##### Document excerpt #####
When stress occurs, the body prepares to take action and behaves as it were under attack. This preparation is called the fight-or-flight response. In the fight-or-flight response, hormones such as epinephrine and cortisol kick in since one of their major functions is to raise blood sugar to help boost energy when it's needed most. Their net effect is to make stored energy (glucose and fat) available to cells. These cells are then primed to help the body get away from danger.
These physiological responses are designed to work for short periods of time so when stress is ongoing it can be dangerous.
Complicating matters for people with diabetes, those mechanisms are either lacking or blunted, so they can't keep blood glucose at a normal level, says David Sledge, Director of Diabetes
Management at The Ochsner Clinic Foundation.
"In diabetes, because of either an absolute lack of insulin, such as type 1 diabetes, or a relative lack of insulin, such as type 2, there isn't enough insulin to cope with these hormones, so blood sugar levels rise," says Richard Surwit, PhD, Duke University Medical Center and author of The Mind Body Diabetes Revolution.
"Stress plays a more direct role in the control of blood sugar than it does in any other disease," continues Surwit. People with diabetes should be sure to eat well and exercise regularly. It's also a good idea to check blood glucose levels more frequently when you're under stress and drink plenty of fluids to avoid dehydration.
"A lot of patients can easily tell if their sugar is up by the way they feel or how much pressure they're currently under," says Paula Butler, chief of endocrinology at Mt. Sinai Hospital.
Diabetes is one of those health stresses that are never going to go away. Still, there are ways to reduce the stresses of living with diabetes. Peer support and self-empowerment are good techniques to help get a handle on diabetes stress. Knowing other people in the same situation helps you feel less alone. You can also learn other people's hints for coping with diabetes related problems. Find a peer support group in your area here.
##### Recorded data #####
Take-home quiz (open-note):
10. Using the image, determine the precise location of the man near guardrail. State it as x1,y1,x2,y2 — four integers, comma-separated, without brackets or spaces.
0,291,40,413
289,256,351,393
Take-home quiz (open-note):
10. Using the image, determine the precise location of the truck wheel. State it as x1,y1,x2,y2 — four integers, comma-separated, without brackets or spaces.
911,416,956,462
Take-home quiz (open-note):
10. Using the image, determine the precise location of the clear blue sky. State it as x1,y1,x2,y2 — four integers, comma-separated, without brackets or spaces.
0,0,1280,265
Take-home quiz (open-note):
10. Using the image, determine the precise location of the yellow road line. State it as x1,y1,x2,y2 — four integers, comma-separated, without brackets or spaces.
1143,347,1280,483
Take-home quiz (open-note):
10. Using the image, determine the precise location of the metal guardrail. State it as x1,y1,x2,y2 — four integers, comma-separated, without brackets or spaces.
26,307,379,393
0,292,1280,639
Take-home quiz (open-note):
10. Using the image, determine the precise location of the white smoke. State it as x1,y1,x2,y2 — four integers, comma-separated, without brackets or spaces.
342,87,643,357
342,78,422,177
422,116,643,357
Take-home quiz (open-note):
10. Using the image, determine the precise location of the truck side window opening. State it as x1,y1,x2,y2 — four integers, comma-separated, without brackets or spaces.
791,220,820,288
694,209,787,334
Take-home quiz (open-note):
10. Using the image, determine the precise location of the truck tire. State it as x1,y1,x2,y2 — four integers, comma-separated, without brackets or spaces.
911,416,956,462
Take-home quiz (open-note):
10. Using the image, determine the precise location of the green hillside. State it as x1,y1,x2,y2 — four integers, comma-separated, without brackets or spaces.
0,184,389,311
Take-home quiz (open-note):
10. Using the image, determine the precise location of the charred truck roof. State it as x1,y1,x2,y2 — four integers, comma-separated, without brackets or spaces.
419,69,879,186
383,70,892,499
#####
* _Assignment_: In the text on stress and diabetes, copy out the part that opens with the words containing "Complicating matters for" and closes with "to avoid dehydration.", substituting "blood glucose" for each "blood sugar". The lines that come after the text are separate material and have nothing to do with it.

* _Reply_:
Complicating matters for people with diabetes, those mechanisms are either lacking or blunted, so they can't keep blood glucose at a normal level, says David Sledge, Director of Diabetes
Management at The Ochsner Clinic Foundation.
"In diabetes, because of either an absolute lack of insulin, such as type 1 diabetes, or a relative lack of insulin, such as type 2, there isn't enough insulin to cope with these hormones, so blood glucose levels rise," says Richard Surwit, PhD, Duke University Medical Center and author of The Mind Body Diabetes Revolution.
"Stress plays a more direct role in the control of blood glucose than it does in any other disease," continues Surwit. People with diabetes should be sure to eat well and exercise regularly. It's also a good idea to check blood glucose levels more frequently when you're under stress and drink plenty of fluids to avoid dehydration.